Selected text START
As of June 12, growers in the world’s top cotton producing country had planted cotton over an area 23 percent larger than last year, farm ministry data showed encouraged after the government raised its buying price to support farmers hurt by a near two-month lockdown that shut textile mills.
Plans by Indian farmers to plant a record amount of cotton this season will pile fresh pressure on global cotton prices already hard hit by the coronavirus pandemic.
Global cotton prices have fallen over 11 percent this year, as the global outbreak hit consumer demand and forced clothing shops to close, extending declines made during the US-China trade war when China curbed purchases of US cotton.
In addition to weaker demand from brands and retailers, high levels of inventories for the current and next season as well as lower polyester prices will weigh on cotton prices, the International Cotton Advisory Committee (ICAC) said in a report.
Purchases by New Delhi have made the fibre crop more profitable than corn and soybeans, said Arun Sekhsaria, managing director of exporter D.D. Cotton.
India’s cotton prices are now the cheapest in the world, according to the Cotton Association of India, and the ICAC expects India’s cotton exports to rise to 0.89 million metric tonnes in the 2020/21 marketing year from 0.53 million metric tonnes in 2019/20.
Selected text END
### Assigned task 1
According to the passage on Indian cotton, by how much have global cotton prices fallen this year?
### Assigned task 2
Extend the passage on Indian cotton, picking up after its final sentence.
Source information START
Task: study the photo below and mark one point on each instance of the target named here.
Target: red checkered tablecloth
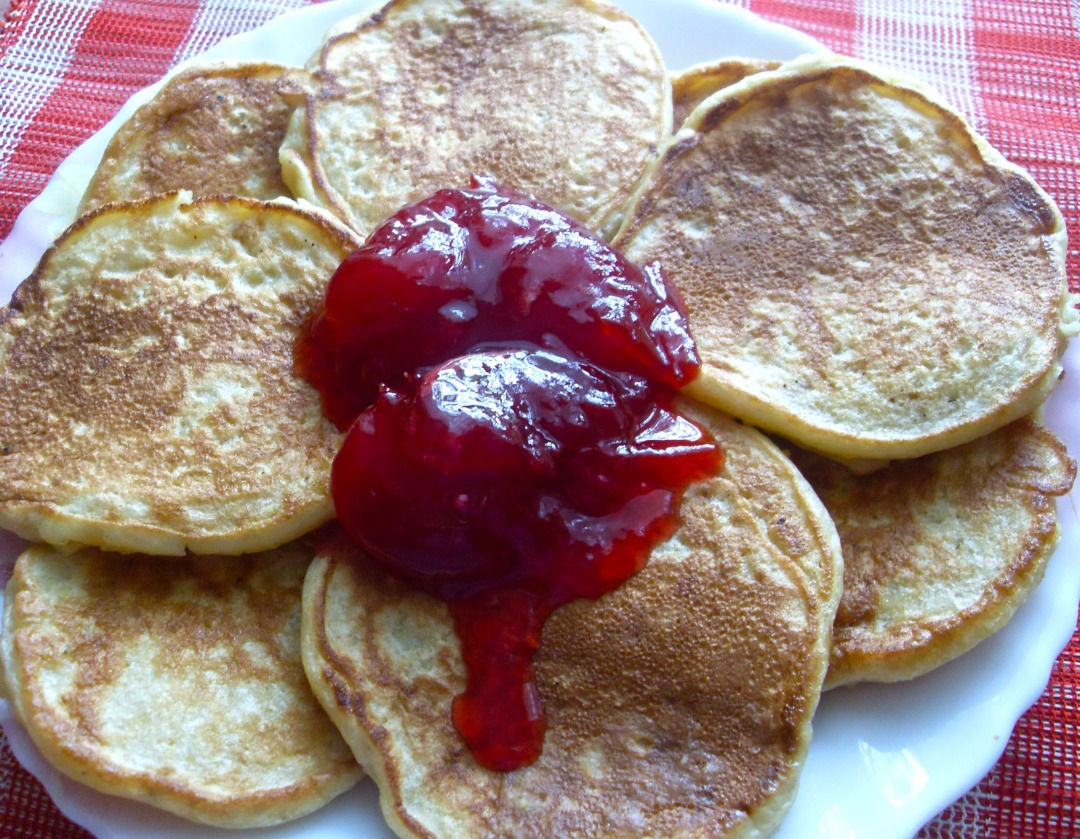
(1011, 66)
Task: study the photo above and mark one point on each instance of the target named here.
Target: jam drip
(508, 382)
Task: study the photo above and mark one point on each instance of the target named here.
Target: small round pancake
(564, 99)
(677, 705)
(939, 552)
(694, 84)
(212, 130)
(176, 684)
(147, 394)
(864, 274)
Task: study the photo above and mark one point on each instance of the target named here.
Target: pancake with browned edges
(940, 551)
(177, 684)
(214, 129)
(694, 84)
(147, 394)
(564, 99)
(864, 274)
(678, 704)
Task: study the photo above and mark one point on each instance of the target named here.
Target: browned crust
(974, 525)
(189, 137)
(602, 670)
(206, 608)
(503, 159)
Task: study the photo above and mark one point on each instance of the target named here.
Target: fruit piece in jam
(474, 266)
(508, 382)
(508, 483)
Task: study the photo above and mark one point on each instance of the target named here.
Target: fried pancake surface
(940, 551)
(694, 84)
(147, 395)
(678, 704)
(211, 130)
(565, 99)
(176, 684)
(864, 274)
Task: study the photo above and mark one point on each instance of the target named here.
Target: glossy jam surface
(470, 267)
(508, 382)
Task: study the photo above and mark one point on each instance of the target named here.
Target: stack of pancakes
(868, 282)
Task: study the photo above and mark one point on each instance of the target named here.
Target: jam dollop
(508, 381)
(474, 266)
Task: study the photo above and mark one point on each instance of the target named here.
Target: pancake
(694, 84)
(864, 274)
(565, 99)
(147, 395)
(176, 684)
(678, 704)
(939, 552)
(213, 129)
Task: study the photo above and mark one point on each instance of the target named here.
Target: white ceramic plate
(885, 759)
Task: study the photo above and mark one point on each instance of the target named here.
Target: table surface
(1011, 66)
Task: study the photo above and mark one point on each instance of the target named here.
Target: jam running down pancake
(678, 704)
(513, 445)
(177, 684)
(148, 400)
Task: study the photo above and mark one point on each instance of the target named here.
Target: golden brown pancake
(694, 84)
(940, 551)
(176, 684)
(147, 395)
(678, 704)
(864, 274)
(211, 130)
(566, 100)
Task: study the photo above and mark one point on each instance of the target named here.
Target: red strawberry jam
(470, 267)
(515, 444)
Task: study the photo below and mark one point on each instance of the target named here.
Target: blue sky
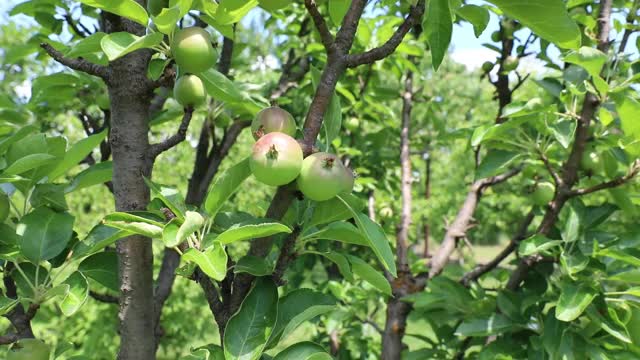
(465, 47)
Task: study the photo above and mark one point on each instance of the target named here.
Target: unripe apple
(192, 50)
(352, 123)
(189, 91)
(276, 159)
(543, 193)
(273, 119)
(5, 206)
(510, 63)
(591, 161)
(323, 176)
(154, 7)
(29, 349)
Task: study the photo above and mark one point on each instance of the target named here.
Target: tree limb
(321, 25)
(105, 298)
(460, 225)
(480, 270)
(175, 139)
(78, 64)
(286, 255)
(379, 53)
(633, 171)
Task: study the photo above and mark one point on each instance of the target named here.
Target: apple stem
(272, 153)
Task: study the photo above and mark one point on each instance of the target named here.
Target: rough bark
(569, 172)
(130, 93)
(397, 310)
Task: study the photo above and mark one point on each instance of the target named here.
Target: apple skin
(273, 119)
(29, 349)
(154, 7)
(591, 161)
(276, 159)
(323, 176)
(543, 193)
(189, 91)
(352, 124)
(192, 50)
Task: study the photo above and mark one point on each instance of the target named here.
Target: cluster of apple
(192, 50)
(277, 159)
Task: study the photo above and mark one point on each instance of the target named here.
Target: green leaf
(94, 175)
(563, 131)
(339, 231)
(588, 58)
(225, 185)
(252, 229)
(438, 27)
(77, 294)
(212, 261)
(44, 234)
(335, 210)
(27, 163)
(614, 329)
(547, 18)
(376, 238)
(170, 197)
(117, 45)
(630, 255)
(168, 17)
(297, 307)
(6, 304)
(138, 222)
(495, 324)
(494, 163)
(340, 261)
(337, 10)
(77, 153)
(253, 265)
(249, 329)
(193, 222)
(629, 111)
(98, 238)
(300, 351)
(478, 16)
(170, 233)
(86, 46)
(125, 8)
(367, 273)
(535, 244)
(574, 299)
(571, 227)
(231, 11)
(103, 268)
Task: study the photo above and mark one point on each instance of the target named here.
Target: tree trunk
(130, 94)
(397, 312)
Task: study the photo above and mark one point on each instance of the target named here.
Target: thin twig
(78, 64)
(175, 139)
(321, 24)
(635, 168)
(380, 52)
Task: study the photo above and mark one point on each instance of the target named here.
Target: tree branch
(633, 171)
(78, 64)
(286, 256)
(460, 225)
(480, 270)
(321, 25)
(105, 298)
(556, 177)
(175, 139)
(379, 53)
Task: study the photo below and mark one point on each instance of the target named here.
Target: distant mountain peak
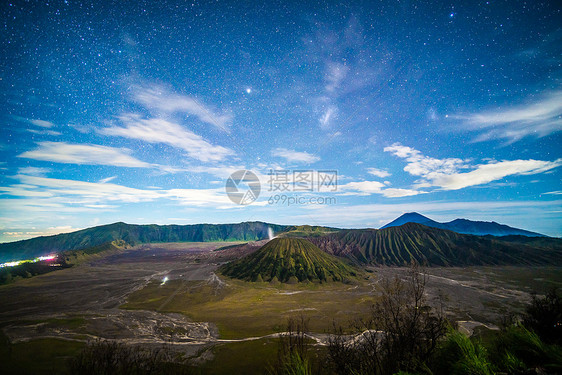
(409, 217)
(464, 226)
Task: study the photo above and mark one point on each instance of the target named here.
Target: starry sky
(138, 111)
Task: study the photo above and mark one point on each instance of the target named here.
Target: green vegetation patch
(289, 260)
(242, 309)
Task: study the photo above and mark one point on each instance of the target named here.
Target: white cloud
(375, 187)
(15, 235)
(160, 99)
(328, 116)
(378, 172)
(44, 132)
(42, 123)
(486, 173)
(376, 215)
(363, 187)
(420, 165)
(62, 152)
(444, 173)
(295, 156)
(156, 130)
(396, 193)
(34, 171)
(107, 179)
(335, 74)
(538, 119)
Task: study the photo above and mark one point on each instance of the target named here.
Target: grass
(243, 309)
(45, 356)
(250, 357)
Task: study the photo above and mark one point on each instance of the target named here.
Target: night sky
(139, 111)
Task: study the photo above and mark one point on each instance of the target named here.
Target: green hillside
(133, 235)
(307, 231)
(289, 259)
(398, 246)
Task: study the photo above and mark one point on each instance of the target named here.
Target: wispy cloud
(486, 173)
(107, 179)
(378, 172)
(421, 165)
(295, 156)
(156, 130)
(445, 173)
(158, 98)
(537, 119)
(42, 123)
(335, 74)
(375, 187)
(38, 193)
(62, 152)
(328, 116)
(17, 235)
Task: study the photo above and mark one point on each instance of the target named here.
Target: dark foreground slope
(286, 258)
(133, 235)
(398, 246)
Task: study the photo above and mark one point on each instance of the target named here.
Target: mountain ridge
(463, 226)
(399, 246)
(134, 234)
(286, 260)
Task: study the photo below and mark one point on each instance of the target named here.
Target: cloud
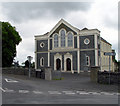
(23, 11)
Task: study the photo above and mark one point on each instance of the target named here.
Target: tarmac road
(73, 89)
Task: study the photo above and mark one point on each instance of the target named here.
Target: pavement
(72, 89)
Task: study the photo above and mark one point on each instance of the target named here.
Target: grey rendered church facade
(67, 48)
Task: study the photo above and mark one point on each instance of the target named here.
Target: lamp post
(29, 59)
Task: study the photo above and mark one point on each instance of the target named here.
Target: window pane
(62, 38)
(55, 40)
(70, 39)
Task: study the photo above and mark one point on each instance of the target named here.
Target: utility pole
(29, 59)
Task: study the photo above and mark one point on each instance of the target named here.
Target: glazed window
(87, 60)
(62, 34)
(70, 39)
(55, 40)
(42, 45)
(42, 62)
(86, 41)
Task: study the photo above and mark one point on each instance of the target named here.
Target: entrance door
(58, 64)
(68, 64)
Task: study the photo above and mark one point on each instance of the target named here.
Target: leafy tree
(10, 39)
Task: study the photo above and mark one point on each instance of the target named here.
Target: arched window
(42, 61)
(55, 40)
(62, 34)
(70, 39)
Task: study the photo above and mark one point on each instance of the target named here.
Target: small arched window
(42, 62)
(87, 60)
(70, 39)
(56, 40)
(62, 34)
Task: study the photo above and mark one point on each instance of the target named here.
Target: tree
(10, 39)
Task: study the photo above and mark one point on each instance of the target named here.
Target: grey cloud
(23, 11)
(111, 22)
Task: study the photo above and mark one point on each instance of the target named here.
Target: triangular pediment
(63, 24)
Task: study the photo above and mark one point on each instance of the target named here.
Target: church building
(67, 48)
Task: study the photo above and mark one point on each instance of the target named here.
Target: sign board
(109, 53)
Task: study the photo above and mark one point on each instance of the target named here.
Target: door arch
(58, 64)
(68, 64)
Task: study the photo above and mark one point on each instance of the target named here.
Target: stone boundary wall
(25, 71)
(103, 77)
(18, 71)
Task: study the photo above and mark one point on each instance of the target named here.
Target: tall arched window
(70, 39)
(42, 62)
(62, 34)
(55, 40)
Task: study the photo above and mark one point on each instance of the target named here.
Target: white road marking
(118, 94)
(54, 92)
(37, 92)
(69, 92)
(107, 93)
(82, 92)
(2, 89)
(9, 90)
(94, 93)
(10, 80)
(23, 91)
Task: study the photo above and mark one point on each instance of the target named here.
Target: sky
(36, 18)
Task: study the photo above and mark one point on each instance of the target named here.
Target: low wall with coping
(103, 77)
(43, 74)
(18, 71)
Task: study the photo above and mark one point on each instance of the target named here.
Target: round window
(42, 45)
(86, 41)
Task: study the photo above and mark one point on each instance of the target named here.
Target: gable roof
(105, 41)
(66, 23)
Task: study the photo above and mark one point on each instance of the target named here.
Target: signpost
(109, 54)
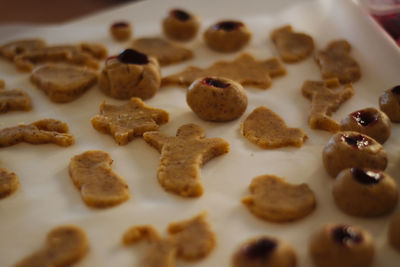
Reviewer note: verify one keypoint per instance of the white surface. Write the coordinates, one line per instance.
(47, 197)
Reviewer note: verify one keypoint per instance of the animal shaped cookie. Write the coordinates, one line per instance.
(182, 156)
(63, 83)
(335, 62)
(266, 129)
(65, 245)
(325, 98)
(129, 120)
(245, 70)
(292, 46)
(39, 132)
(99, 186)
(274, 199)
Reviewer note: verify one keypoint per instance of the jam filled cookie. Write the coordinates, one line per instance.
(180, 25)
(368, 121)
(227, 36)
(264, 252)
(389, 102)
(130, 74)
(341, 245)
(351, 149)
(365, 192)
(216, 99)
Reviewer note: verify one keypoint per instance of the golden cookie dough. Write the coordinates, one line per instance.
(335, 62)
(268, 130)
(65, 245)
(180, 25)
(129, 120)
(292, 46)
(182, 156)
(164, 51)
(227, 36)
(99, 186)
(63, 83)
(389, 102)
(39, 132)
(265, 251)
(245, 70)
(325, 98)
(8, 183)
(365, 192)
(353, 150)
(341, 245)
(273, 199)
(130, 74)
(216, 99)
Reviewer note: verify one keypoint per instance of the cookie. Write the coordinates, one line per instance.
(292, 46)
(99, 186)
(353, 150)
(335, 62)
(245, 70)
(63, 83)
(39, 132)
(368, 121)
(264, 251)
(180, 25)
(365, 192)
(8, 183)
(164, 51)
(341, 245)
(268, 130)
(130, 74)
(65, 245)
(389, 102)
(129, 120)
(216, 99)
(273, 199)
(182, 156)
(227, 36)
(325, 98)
Source information END
### Task output 1
Over 11 percent.

### Task output 2
But analysts said low pricing is not enough to offset the hit to demand from widespread store and factory closures amid the pandemic.
“For the major South East Asian spinning hubs, we are already beginning to see reduced appetite for cotton imports,” said Charles Clack, an analyst at Rabobank Australia & New Zealand.
The US Department of Agriculture last week cut its estimate of global cotton consumption for the 2019/20 marketing year to 102.65 million bales from a forecast of 105 million bales in May.
It also lifted its estimates for ending stocks by 5.2 million bales to 104.67 million bales for 2020/21. Too much leftover inventory at the end of the crop year could further hurt cotton prices, analysts said.
“I don’t see demand (rebounding) to pre-COVID levels anytime soon,” said Peter Egli, director of risk management at British merchant Plexus Cotton.